▸ Problem requirements
Set down every line of the records below verbatim, with no changes.

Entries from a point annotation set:
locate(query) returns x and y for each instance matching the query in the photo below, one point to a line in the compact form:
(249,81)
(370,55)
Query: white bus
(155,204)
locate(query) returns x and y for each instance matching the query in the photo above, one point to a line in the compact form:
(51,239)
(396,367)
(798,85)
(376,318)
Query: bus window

▸ Result
locate(query) returns x and y for each instance matching the query in the photo below, one point to a line in the compact form:
(249,81)
(370,55)
Query: white bus
(155,204)
locate(query) returns x and y for each instance matching the query in the photo above, one point to a line in the compact form:
(51,239)
(396,367)
(798,85)
(376,318)
Query: bus window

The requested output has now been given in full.